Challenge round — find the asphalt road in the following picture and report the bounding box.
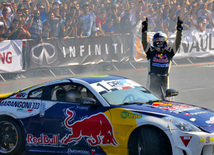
[1,62,214,110]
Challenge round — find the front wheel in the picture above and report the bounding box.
[0,117,25,155]
[129,126,172,155]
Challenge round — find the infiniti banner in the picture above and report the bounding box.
[26,35,131,69]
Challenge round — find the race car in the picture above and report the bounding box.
[0,75,214,155]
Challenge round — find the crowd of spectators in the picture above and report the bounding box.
[0,0,213,41]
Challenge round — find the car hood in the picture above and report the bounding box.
[120,101,214,133]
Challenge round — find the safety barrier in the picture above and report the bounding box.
[1,29,214,81]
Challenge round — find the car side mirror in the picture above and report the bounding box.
[165,89,179,97]
[81,97,96,105]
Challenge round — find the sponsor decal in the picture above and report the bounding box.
[92,79,140,93]
[61,109,118,146]
[152,102,174,107]
[153,102,200,114]
[120,110,142,119]
[27,134,59,145]
[161,105,200,114]
[153,54,169,63]
[199,137,214,143]
[189,118,196,122]
[90,149,96,155]
[17,108,33,112]
[122,86,132,89]
[184,113,191,116]
[0,100,40,109]
[67,148,89,155]
[206,116,214,124]
[180,136,192,147]
[152,62,169,67]
[0,52,12,64]
[30,43,57,65]
[190,111,208,115]
[16,93,27,98]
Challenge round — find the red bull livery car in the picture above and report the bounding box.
[1,75,214,155]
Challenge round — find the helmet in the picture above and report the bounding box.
[152,32,168,51]
[66,90,81,102]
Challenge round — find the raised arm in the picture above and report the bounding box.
[141,17,150,53]
[171,17,183,55]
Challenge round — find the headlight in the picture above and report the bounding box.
[163,116,201,132]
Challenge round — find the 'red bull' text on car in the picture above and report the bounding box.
[0,75,214,155]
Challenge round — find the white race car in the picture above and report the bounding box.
[0,75,213,155]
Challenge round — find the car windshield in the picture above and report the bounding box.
[101,86,159,106]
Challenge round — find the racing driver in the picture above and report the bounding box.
[141,17,183,97]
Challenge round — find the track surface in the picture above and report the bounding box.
[1,62,214,110]
[1,62,214,155]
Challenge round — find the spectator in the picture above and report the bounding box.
[0,15,7,29]
[109,5,121,34]
[79,3,95,37]
[0,2,14,20]
[130,11,143,61]
[102,18,114,36]
[69,6,78,22]
[95,11,106,36]
[11,3,17,12]
[0,25,7,41]
[196,17,207,32]
[23,8,30,21]
[26,10,43,39]
[197,3,211,24]
[58,15,75,39]
[54,8,62,22]
[2,8,12,29]
[37,0,50,23]
[120,9,131,34]
[45,12,60,39]
[40,21,50,41]
[18,20,31,39]
[22,0,31,10]
[7,19,20,40]
[167,13,177,33]
[11,8,23,22]
[152,7,164,32]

• [ASSIGNMENT]:
Please copy out the whole listing exactly, minus its pictures.

• [TASK RESPONSE]:
Challenge round — find the asphalt road in the following picture and report the bounding box.
[1,62,214,110]
Challenge round — find the front wheel in the picture above and report the bounding box.
[0,117,25,155]
[129,126,172,155]
Challenge round — find the infiniti banner in the picture above and report the bounding box.
[26,35,131,69]
Challenge round — find the race car in the picture above and report the bounding box.
[0,75,214,155]
Challenge round — find the crowd of spectators in the picture above and report the bounding box.
[0,0,213,41]
Challenge round — find the car hood in the picture above and report the bounding box.
[120,101,214,133]
Challenge round — find the safety barrier in the picture above and report the bounding box.
[1,29,214,81]
Challenge round — find the car side mirror in the picture above and report the bounding box.
[165,89,179,97]
[81,97,96,105]
Challenge round — find the sponsor decal in the picture above and report the bounding box.
[92,79,140,93]
[61,109,118,146]
[152,102,174,107]
[153,102,200,114]
[120,110,142,119]
[27,134,59,145]
[161,105,200,114]
[153,54,169,63]
[199,137,214,143]
[189,118,196,122]
[90,149,96,155]
[17,108,33,112]
[122,86,132,89]
[184,113,191,116]
[0,100,40,109]
[67,148,89,155]
[206,116,214,124]
[180,136,192,147]
[152,62,169,67]
[0,52,12,64]
[30,43,57,65]
[190,111,208,115]
[16,93,27,98]
Challenge round — find the red bull livery car in the picture above and report the bounding box.
[1,75,214,155]
Challenge round — find the helmet in the picture above and report the bounding box.
[152,32,168,51]
[66,90,81,102]
Challenge round — find the raised arm in the picture above and report the bounding box.
[141,17,150,53]
[171,17,183,55]
Challenge round — find the headlight in the picture above and report the bounding box.
[163,116,201,132]
Challenge round — find the 'red bull' text on car in the picture above and report the bounding box.
[0,75,214,155]
Challenge round — find the white race car in the picture above and report the bounding box.
[0,75,213,155]
Challenge round — find the car windshield in the picture above and report the bounding box.
[101,86,159,106]
Challenge round — find the racing driver in the picture above and report the bounding box.
[141,17,183,97]
Challenge round — find the track surface in the picture above and report the bounding box.
[1,62,214,110]
[1,62,214,155]
Challenge round — find the spectator in the picture above and report the bounding box.
[0,15,7,29]
[109,5,121,34]
[79,3,95,37]
[0,2,14,20]
[130,11,143,61]
[102,18,114,36]
[69,6,78,22]
[95,11,106,36]
[11,3,17,12]
[0,25,7,41]
[196,17,207,32]
[23,8,30,21]
[26,10,43,39]
[197,3,211,24]
[58,15,75,39]
[54,8,62,22]
[2,8,12,29]
[37,0,50,23]
[120,9,131,34]
[45,12,60,39]
[40,21,50,41]
[18,20,31,39]
[22,0,31,10]
[7,19,20,40]
[167,13,177,33]
[11,8,23,22]
[152,7,164,32]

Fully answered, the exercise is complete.